**Job**.
Write the next few paragraphs of the article below on climate-smart farming in Kenya, picking up after its final sentence and keeping its tone.

**Selected text**.

═══

What you need to know:
Agriculture anchors the economy, contributing a third of GDP and employing most of the rural workforce, yet it remains heartbreakingly exposed. Over 80 per cent of cropland is left to the mercy of unpredictable rains.
Kenya’s relationship with climate-smart agriculture is a story of sharp contrasts, where brilliant ingenuity coexists with systematic vulnerability. On one hand, the country is a cradle of innovation; on the other, it faces escalating climate threats and policy gaps that fragment progress.
This tension is far from abstract. Agriculture anchors the economy, contributing a third of GDP and employing most of the rural workforce, yet it remains heartbreakingly exposed. Over 80 per cent of cropland is left to the mercy of unpredictable rains.
In response, Kenyans have built a layered resilience, a blend of high-tech solutions like drought-tolerant seeds and grassroots adaptations such as ndiva water pans and clay-pot coolers.
But here’s the catch: these innovations are operating within a system that isn’t built to scale them. That 80 per cent rain-fed figure isn’t just a climate risk, it’s a policy and governance gap. Kenya lacks a coherent, implementable national strategy for water management, small-scale irrigation, and watershed protection, a gap made wider by the frequent disconnect between national policy and county-level execution. Meanwhile, climate models forecast more frequent droughts, putting millions of smallholder farmers, who produce most of our food, in constant peril.

═══

**Given information**.

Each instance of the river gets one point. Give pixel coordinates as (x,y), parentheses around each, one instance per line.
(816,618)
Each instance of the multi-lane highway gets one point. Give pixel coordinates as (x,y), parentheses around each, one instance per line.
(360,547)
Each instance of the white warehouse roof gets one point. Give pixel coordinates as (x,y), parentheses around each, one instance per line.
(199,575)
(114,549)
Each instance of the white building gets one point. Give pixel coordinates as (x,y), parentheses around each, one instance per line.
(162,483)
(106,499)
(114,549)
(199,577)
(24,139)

═══

**Exercise output**.
For them, the so-called “climate-smart” toolkit is often out of reach. Why? Because less than five per cent of commercial lending reaches agriculture. Public mechanisms to de-risk loans, promote inclusive insurance, or blend finance are still inadequate, and county governments often lack the technical and financial capacity to catalyse local agricultural finance.
We’re also wrestling with legacy policies that inadvertently trap farmers in fragile systems. Take maize monoculture, which covers 40 per cent of cropland. Input subsidies often prioritise hybrid seeds and synthetic fertilisers without parallel incentives for diversification or soil health, a paradigm that is often reinforced, not transformed, at the county level. The result? Debt cycles for farmers, and acidification degrading nearly a third of our arable land.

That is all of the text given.